§ TASK OBJECTIVE
If a line below contains the word "blue", count it. Please give the total and nothing else.

§ Stored data
════════

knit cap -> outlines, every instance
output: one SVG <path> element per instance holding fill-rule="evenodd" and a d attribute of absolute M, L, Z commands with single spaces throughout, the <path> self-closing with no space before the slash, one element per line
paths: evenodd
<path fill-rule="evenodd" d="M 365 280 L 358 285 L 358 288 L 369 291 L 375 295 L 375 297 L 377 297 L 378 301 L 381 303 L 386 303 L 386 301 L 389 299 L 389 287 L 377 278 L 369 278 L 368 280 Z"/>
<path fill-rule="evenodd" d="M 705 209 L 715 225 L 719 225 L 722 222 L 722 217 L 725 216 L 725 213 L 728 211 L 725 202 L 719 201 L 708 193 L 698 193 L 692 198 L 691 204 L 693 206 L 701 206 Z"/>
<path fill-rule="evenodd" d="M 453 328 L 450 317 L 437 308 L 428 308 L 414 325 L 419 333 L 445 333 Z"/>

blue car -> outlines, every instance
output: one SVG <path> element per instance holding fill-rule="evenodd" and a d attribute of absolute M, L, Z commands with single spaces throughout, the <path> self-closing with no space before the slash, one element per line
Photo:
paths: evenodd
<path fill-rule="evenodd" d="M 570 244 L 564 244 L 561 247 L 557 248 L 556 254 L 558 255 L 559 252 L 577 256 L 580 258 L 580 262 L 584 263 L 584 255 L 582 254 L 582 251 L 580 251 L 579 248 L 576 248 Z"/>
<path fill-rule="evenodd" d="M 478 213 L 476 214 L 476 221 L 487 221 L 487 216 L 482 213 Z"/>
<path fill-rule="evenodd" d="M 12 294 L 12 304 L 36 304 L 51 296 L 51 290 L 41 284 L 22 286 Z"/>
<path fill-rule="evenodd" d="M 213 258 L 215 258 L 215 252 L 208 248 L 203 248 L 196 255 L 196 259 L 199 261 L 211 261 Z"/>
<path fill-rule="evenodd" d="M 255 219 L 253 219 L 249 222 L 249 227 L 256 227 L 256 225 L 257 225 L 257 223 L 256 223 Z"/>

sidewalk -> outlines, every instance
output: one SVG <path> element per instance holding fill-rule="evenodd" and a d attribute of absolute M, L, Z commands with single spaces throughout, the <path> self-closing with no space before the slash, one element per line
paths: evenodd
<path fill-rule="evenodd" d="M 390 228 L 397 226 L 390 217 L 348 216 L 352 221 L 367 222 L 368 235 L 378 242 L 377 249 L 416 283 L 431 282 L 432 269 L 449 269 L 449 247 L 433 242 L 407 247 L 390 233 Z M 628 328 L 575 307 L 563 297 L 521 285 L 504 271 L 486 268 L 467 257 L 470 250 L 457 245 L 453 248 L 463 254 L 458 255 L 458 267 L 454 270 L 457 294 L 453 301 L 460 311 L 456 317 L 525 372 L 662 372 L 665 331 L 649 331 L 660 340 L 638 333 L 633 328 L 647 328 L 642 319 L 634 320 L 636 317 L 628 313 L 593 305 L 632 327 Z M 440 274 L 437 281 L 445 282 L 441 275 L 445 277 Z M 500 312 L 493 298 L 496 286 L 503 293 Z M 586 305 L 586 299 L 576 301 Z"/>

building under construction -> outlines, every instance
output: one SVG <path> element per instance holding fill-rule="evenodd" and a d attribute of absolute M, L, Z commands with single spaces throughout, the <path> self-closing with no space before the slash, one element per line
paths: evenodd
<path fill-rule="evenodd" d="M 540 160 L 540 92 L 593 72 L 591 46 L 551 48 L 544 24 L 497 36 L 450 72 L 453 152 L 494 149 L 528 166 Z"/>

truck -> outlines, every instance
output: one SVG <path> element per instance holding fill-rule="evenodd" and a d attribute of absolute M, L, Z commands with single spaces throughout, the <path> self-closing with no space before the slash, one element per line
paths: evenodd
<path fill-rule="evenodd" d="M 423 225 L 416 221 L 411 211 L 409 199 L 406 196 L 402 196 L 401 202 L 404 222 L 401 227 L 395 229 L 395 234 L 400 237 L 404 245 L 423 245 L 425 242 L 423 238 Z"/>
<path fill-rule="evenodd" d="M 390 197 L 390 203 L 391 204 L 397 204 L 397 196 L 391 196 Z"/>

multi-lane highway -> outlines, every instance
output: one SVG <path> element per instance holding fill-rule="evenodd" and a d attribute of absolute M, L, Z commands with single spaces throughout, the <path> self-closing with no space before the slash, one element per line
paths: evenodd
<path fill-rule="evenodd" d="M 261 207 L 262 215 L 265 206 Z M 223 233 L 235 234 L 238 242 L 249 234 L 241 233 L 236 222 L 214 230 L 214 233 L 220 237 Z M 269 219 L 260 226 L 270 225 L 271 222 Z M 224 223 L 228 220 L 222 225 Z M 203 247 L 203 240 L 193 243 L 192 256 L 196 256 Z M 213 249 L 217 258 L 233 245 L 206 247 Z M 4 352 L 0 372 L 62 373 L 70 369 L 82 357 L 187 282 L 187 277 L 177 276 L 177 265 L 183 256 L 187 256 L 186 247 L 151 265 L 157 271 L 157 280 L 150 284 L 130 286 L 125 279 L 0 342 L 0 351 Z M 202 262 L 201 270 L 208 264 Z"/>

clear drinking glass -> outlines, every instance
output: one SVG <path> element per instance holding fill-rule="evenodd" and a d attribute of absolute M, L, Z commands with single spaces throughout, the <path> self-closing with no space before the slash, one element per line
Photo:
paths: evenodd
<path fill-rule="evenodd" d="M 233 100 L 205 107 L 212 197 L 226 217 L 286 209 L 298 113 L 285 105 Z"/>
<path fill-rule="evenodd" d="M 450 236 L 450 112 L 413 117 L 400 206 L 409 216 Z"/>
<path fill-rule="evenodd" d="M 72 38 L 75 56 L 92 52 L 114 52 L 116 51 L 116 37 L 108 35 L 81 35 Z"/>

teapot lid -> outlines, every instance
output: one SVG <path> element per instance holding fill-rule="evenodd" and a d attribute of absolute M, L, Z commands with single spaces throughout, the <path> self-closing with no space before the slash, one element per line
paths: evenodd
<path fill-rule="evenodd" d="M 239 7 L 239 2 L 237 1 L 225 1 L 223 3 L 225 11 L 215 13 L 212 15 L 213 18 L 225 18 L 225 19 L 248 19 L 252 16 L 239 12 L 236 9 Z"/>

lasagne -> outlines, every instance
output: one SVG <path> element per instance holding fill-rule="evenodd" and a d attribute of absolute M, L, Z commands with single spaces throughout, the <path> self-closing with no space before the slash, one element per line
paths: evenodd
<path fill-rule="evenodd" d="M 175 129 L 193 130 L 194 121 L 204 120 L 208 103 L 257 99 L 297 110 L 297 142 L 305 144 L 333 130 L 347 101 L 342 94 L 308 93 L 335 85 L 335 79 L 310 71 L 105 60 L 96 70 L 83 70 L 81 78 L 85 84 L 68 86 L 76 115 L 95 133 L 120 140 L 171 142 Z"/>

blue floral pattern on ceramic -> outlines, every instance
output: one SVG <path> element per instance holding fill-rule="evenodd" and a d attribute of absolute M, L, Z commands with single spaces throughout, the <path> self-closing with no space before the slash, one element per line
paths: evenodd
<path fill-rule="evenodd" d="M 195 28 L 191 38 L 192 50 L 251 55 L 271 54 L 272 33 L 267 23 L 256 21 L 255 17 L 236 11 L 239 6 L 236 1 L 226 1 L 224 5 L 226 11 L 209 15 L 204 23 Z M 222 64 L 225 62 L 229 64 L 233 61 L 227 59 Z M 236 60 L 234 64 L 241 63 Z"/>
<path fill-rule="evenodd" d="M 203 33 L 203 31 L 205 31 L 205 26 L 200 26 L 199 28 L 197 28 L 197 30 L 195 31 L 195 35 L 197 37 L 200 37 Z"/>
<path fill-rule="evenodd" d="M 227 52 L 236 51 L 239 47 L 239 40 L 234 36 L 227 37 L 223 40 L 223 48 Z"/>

════════

§ PROBLEM SOLUTION
2